Data records:
--------------------
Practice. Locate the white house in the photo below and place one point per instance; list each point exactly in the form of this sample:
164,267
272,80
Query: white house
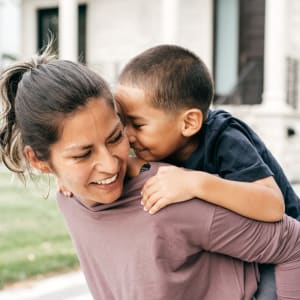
9,31
251,47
--------------------
# THE TASK
Revise the listing above by replacing "white house" with "red barn" wherever it occurs, leaving every other word unchanged. Reproduce the full listing, but omit the pictures.

# TASK RESULT
Practice. Locate the red barn in the photo below and place one point per instance; list each point exactly in the form of this sample:
164,267
272,80
Query: red barn
9,31
251,47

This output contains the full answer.